[Given records — start]

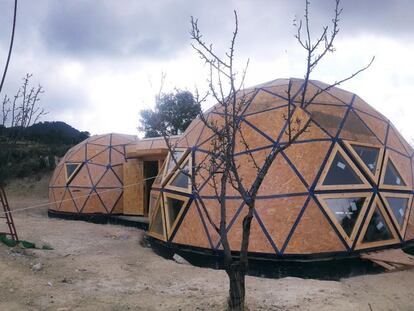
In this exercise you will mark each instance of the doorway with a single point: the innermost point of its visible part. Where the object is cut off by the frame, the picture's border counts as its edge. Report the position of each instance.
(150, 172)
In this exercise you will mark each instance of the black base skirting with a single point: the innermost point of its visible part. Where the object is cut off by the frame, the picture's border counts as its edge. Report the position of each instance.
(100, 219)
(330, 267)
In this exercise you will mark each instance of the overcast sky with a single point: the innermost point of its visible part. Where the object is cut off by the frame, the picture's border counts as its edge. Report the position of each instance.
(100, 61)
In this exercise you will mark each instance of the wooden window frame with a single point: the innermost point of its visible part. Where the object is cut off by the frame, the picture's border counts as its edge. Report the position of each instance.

[Given records — finish]
[Given records — start]

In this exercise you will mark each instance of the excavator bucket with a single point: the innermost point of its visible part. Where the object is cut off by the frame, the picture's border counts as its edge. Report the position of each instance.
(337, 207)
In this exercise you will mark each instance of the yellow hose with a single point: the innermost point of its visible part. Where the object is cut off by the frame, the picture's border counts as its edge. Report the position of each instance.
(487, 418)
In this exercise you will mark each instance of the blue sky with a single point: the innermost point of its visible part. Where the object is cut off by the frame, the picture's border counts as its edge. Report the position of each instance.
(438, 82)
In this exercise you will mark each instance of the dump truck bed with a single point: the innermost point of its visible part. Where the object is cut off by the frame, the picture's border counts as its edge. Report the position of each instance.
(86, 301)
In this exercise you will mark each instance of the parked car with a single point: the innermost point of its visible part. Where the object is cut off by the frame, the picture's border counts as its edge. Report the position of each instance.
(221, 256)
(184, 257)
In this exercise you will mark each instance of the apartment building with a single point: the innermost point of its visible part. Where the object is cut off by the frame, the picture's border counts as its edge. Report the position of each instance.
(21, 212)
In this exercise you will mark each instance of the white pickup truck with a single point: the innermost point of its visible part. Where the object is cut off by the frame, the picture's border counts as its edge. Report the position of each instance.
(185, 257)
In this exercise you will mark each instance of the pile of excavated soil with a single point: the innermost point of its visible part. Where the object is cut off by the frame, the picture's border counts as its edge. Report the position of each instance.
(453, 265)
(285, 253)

[Given records — finish]
[Given records — start]

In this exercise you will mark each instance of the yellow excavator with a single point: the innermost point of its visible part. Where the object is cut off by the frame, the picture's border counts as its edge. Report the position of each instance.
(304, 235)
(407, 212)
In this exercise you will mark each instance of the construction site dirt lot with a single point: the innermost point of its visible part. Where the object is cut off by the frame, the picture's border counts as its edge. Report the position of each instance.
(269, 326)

[Given records — finish]

-- Assigned task --
Using the data above, reproduce exactly the lines from the line that contains "In this exercise you will mark each instance of the doorway" through the line that contains "In this exercise you will mark each instance of the wooden", including both.

-- Finished exercise --
In this exercise you will mark each instance of the doorway with a single point: the innermost point of its visible part. Where the object is cut off by the frame, the picture's border counts as its edge. Report the position of each instance.
(150, 172)
In this exercise you will mark each instance of the black base skirting with a single point: the innermost point of its visible part. Where the object is cut off by the frame, the picture's border counts as its edge. Report the position of each instance.
(100, 219)
(330, 267)
In this exercise you will mark each instance of the overcast sky with a single point: the innermost point of its visible part. Where the object is cut off by the frame, the picture's border counts as its edge. Report the position of each instance.
(100, 61)
In this exercise you will mark each instance of the wooden window frame with a single point: the innermost point of its visible part. Where the object is cut off by the frame, the picture's border counts as its edge. Report the position of each instance.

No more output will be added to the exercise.